= TEXT BLOCK =

# Pros - Cons on Freud Router FT3000VCE



## El Abuelito (Dec 1, 2010)

Hey guys,


Looking to buy a new router for making Kitchen Cabinet doors with glass inserts. Having being leaning towards the Porter Cable combo. Then I saw an ad for this one Freud Router FT3000VCE


----------



## bobj3 (Jan 17, 2006)

Hi

If you can still get one for 200.oo bucks jump on it, you will glad you did any time you can save 150.oo on a 3 1/4 HP router it's a deal..

http://www.routerforums.com/bargain-bin/24862-woodcraft-hot-deals-bf.html


=======



El Abuelito said:


> Hey guys,
> 
> 
> Looking to buy a new router for making Kitchen Cabinet doors with glass inserts. Having being leaning towards the Porter Cable combo. Then I saw an ad for this one Freud Router FT3000VCE


----------



## jschaben (Jun 21, 2009)

El Abuelito said:


> Hey guys,
> 
> 
> Looking to buy a new router for making Kitchen Cabinet doors with glass inserts. Having being leaning towards the Porter Cable combo. Then I saw an ad for this one Freud Router FT3000VCE


Hi Arman - October issue of Wood Magazine rated it pretty highly, even with the Bosch for table routing. Take magazine ratings with a grain of salt because I think a substantial part of the ratings depends on advertising revenues though(JMHO) Like Bj said though, grabbing a 3+ HP for $200 with a 5 year warranty is tough to beat.:sold:


----------



## El Abuelito (Dec 1, 2010)

*Deciding on which Router to owen*

Thanks for your input. I picked up a used PC 690 on craigslist, it looks fairly new and runs well the test is still to come. Decided to wait on the better router. Bought a dust collector instead.


----------



## jschaben (Jun 21, 2009)

El Abuelito said:


> Thanks for your input. I picked up a used PC 690 on craigslist, it looks fairly new and runs well the test is still to come. Decided to wait on the better router. Bought a dust collector instead.


Hi Armando - Dust collector was likely the better choice if you had none at all. 690 should serve you fine, may just need an extra pass or two on the bigger stuff:yes4:


----------



## Ralph Barker (Dec 15, 2008)

= TASK SET =
(a) In the forum thread on the Freud router, what did El Abuelito buy instead of the better router?
(b) Write out, word for word, the passage of the Freud router thread starting with "## bobj3 (Jan" and going on through "it's a deal..".

Object detection data
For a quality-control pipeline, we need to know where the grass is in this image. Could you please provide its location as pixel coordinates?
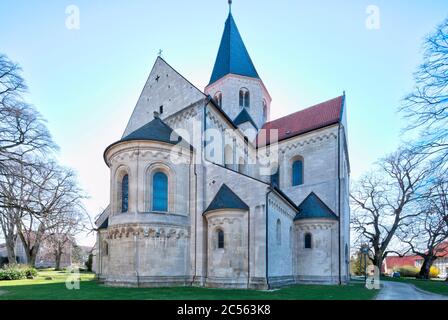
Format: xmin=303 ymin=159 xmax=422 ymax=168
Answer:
xmin=382 ymin=277 xmax=448 ymax=296
xmin=0 ymin=270 xmax=377 ymax=300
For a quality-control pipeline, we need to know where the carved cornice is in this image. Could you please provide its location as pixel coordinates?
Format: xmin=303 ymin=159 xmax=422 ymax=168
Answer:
xmin=107 ymin=225 xmax=189 ymax=239
xmin=279 ymin=132 xmax=337 ymax=152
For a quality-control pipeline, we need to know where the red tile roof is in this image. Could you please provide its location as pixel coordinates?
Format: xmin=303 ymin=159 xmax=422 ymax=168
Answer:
xmin=257 ymin=96 xmax=343 ymax=146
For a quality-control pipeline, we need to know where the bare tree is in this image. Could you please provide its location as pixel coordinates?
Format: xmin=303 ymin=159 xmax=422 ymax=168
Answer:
xmin=0 ymin=161 xmax=33 ymax=264
xmin=350 ymin=148 xmax=431 ymax=269
xmin=400 ymin=19 xmax=448 ymax=170
xmin=398 ymin=176 xmax=448 ymax=279
xmin=16 ymin=161 xmax=84 ymax=266
xmin=0 ymin=54 xmax=56 ymax=173
xmin=47 ymin=202 xmax=87 ymax=270
xmin=0 ymin=54 xmax=56 ymax=263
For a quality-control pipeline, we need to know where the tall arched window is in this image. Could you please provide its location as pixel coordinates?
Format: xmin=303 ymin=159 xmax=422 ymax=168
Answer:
xmin=271 ymin=168 xmax=280 ymax=188
xmin=214 ymin=92 xmax=222 ymax=108
xmin=224 ymin=144 xmax=233 ymax=169
xmin=292 ymin=159 xmax=303 ymax=186
xmin=276 ymin=219 xmax=282 ymax=246
xmin=216 ymin=229 xmax=224 ymax=249
xmin=121 ymin=175 xmax=129 ymax=213
xmin=240 ymin=88 xmax=250 ymax=109
xmin=263 ymin=100 xmax=268 ymax=122
xmin=238 ymin=157 xmax=246 ymax=173
xmin=305 ymin=233 xmax=313 ymax=249
xmin=152 ymin=172 xmax=168 ymax=212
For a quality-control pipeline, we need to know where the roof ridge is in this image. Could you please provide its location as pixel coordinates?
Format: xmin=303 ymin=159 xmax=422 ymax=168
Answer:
xmin=265 ymin=95 xmax=344 ymax=125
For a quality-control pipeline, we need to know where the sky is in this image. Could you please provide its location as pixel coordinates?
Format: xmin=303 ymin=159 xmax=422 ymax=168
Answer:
xmin=0 ymin=0 xmax=448 ymax=245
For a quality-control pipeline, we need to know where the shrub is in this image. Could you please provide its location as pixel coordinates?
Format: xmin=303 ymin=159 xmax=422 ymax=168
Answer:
xmin=0 ymin=265 xmax=37 ymax=280
xmin=0 ymin=265 xmax=25 ymax=280
xmin=394 ymin=266 xmax=420 ymax=278
xmin=429 ymin=266 xmax=440 ymax=278
xmin=86 ymin=254 xmax=93 ymax=272
xmin=23 ymin=266 xmax=37 ymax=279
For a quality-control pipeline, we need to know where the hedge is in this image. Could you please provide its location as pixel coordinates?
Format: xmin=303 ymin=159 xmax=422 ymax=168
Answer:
xmin=0 ymin=265 xmax=37 ymax=280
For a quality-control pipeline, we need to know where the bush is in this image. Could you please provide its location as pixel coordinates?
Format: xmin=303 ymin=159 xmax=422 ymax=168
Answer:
xmin=86 ymin=254 xmax=93 ymax=272
xmin=394 ymin=266 xmax=420 ymax=278
xmin=0 ymin=265 xmax=37 ymax=280
xmin=429 ymin=266 xmax=440 ymax=278
xmin=0 ymin=265 xmax=25 ymax=280
xmin=23 ymin=266 xmax=37 ymax=279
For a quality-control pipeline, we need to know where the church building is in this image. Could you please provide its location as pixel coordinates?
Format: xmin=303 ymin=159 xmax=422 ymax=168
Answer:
xmin=94 ymin=4 xmax=350 ymax=289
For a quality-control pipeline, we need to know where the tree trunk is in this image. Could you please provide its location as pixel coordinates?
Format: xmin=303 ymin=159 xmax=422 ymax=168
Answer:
xmin=54 ymin=250 xmax=62 ymax=270
xmin=418 ymin=256 xmax=435 ymax=280
xmin=5 ymin=237 xmax=17 ymax=264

= WRITTEN RESPONSES =
(a) A dust collector.

(b)
## bobj3 (Jan 17, 2006)

Hi

If you can still get one for 200.oo bucks jump on it, you will glad you did any time you can save 150.oo on a 3 1/4 HP router it's a deal..